— BEGIN DATA LINES —
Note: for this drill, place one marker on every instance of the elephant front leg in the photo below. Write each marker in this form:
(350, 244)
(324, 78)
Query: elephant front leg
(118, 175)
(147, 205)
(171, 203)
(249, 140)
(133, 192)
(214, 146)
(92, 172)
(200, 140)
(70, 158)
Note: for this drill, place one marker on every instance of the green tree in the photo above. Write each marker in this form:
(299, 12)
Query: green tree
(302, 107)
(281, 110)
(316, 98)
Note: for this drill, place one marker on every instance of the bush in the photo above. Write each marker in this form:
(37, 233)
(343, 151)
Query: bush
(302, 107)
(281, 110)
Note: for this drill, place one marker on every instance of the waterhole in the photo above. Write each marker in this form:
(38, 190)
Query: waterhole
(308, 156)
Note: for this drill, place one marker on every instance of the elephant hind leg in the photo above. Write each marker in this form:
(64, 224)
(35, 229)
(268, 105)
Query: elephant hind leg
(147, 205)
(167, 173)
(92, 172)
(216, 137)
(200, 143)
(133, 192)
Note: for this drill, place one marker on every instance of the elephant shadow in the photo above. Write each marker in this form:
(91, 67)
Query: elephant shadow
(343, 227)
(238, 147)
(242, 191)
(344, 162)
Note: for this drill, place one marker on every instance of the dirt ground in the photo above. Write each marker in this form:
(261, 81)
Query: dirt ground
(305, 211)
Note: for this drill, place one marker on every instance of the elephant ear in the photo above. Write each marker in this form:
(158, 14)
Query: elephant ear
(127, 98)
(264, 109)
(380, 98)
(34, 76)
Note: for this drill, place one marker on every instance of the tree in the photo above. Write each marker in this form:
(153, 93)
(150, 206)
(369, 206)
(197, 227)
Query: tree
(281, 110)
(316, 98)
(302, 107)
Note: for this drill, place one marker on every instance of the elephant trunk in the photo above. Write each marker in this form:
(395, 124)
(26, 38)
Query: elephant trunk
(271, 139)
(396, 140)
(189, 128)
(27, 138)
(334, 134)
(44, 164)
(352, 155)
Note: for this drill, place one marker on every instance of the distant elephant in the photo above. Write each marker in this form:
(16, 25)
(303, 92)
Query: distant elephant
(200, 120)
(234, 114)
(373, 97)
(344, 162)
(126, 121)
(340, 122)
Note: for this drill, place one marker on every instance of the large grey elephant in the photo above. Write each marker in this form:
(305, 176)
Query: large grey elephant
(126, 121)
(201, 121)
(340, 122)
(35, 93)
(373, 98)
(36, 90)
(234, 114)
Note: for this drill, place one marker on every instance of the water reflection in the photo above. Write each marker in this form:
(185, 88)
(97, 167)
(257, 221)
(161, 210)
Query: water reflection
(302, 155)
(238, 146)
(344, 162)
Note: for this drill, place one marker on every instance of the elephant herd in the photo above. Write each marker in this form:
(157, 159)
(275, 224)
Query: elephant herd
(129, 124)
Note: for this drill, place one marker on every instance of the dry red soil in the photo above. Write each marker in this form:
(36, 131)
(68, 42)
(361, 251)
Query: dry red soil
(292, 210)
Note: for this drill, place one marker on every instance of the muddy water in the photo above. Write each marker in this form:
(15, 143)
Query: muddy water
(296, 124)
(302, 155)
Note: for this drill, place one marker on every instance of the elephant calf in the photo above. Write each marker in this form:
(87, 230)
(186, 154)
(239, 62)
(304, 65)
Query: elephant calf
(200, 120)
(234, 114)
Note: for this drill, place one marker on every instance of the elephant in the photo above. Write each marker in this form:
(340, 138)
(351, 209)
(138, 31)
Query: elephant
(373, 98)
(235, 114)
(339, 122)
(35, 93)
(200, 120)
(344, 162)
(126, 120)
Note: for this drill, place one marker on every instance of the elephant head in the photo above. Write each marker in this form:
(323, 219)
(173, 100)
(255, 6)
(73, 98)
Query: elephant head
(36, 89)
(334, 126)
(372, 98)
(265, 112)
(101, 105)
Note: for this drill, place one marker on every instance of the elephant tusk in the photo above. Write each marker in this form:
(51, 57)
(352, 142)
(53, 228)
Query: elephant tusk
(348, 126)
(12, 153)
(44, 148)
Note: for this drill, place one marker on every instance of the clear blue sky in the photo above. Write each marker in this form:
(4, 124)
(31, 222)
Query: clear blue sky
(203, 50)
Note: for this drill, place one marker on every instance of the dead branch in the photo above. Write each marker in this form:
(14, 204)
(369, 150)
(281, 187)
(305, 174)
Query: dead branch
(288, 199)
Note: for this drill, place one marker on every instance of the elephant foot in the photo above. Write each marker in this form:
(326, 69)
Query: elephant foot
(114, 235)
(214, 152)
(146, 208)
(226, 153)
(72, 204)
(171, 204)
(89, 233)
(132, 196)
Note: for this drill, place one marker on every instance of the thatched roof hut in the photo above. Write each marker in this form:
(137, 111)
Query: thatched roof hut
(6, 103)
— END DATA LINES —
▸ DESCRIPTION OF THE TASK:
Print all of the entries above once more, reproducing every line verbatim.

▸ THE ANSWER:
Note: for this drill, place one marker on every instance of the elephant front leg in the photo below. Write each marker in this form:
(350, 244)
(324, 78)
Query: elephant front leg
(118, 175)
(147, 205)
(171, 203)
(249, 140)
(133, 192)
(214, 146)
(92, 172)
(200, 140)
(70, 158)
Note: for this drill, place one marker on every instance of the green tree in the photo above. Write each marker in this form:
(299, 12)
Query: green tree
(302, 107)
(281, 110)
(316, 98)
Note: for this drill, place one marker on every instance of the bush in the photo above. Write each marker in this form:
(37, 233)
(343, 151)
Query: bush
(302, 107)
(281, 110)
Note: for this drill, place one marker on every instance of the waterhole in the photo above. Write each marker in this form:
(38, 190)
Query: waterhole
(308, 156)
Note: for this drill, place one marker on every instance of the elephant hind leg in the photo above. Write each marker in this form:
(64, 224)
(35, 229)
(268, 105)
Query: elephant hind leg
(147, 205)
(167, 173)
(92, 172)
(216, 137)
(200, 143)
(133, 192)
Note: for this drill, place one marker on every instance of the elephant shadow in the photo above. Write each marker in this form:
(91, 67)
Query: elephant shadow
(343, 227)
(238, 147)
(242, 191)
(344, 162)
Note: for this drill, place one marker on every instance of the dirt ground in the photo above. Write each marker in this form:
(261, 81)
Query: dirt ground
(305, 211)
Note: for this drill, place one marker on every instance of the elephant ear in the photo above. Write each marker in this form:
(158, 14)
Query: elephant ear
(127, 98)
(264, 109)
(380, 98)
(34, 76)
Note: for this drill, place one marker on every instance of the tree in the photo above. Write each marker in this form:
(153, 93)
(150, 206)
(369, 206)
(197, 227)
Query: tree
(281, 110)
(316, 98)
(302, 107)
Note: for this drill, place one marker on every instance of the elephant trunk in the photo above. Write each marker in this form:
(395, 124)
(26, 38)
Query: elephant trunk
(271, 139)
(396, 140)
(189, 128)
(27, 138)
(334, 134)
(44, 164)
(352, 155)
Note: for this drill, place one marker on every instance of the distant elephant in the photo above. Write each marker in this form:
(16, 25)
(303, 92)
Query: distant elephant
(200, 120)
(234, 114)
(373, 97)
(344, 162)
(126, 121)
(340, 122)
Note: for this drill, place one marker on every instance of the large grey elephant in the photo above. Write each marker in this form:
(305, 176)
Query: large grey elephant
(126, 121)
(201, 121)
(340, 122)
(35, 93)
(373, 98)
(36, 90)
(234, 114)
Note: for this drill, place one marker on every instance of the water reflection in the photo above. Write each marker in this form:
(185, 88)
(97, 167)
(257, 221)
(161, 210)
Query: water reflection
(302, 155)
(238, 146)
(344, 162)
Note: for this drill, place one marker on every instance of the elephant herd in the photo above. Write each marker in this form:
(157, 159)
(275, 224)
Query: elephant herd
(129, 124)
Note: for this drill, place one marker on every instance of the dry red soil in the photo above. Write each marker in this form:
(36, 131)
(68, 42)
(361, 251)
Query: dry red soil
(292, 210)
Note: for this drill, place one marker on every instance of the muddy water in the photo above. Write each marker in this form:
(15, 143)
Query: muddy water
(296, 124)
(302, 155)
Note: for this drill, place one marker on every instance of the elephant calf in the photo above. Write each marker in this form:
(87, 230)
(186, 154)
(239, 62)
(304, 65)
Query: elephant calf
(200, 120)
(234, 114)
Note: for this drill, place one marker on every instance of the elephant in the photo above. Write each marker in this form:
(340, 138)
(351, 209)
(138, 31)
Query: elephant
(373, 98)
(235, 114)
(339, 122)
(35, 93)
(200, 120)
(344, 162)
(126, 120)
Note: for this drill, place one marker on every instance of the elephant head in the photo above. Write each marker in this form:
(323, 219)
(173, 100)
(255, 6)
(73, 98)
Query: elephant head
(36, 89)
(334, 126)
(372, 98)
(265, 112)
(101, 105)
Note: for this drill, place one marker on every instance of the elephant tusk in the photo above. Write each marker in this form:
(51, 57)
(352, 142)
(53, 228)
Query: elephant tusk
(348, 126)
(12, 153)
(44, 148)
Note: for this drill, place one marker on every instance of the clear blue sky in the photo above. Write each marker in this form:
(4, 124)
(31, 222)
Query: clear blue sky
(203, 50)
Note: for this drill, place one marker on every instance of the dead branch in the photo above. Write each marker in this form:
(14, 204)
(369, 150)
(281, 187)
(305, 174)
Query: dead branch
(288, 199)
Note: for this drill, place one marker on every instance of the elephant foot in the photo above. Write each marker in this form:
(326, 69)
Query: elephant foot
(114, 235)
(214, 152)
(146, 208)
(226, 153)
(72, 204)
(171, 204)
(89, 233)
(132, 196)
Note: for this drill, place one marker on every instance of the thatched roof hut in the photo above. Write each marker in this form:
(137, 111)
Query: thatched roof hut
(6, 103)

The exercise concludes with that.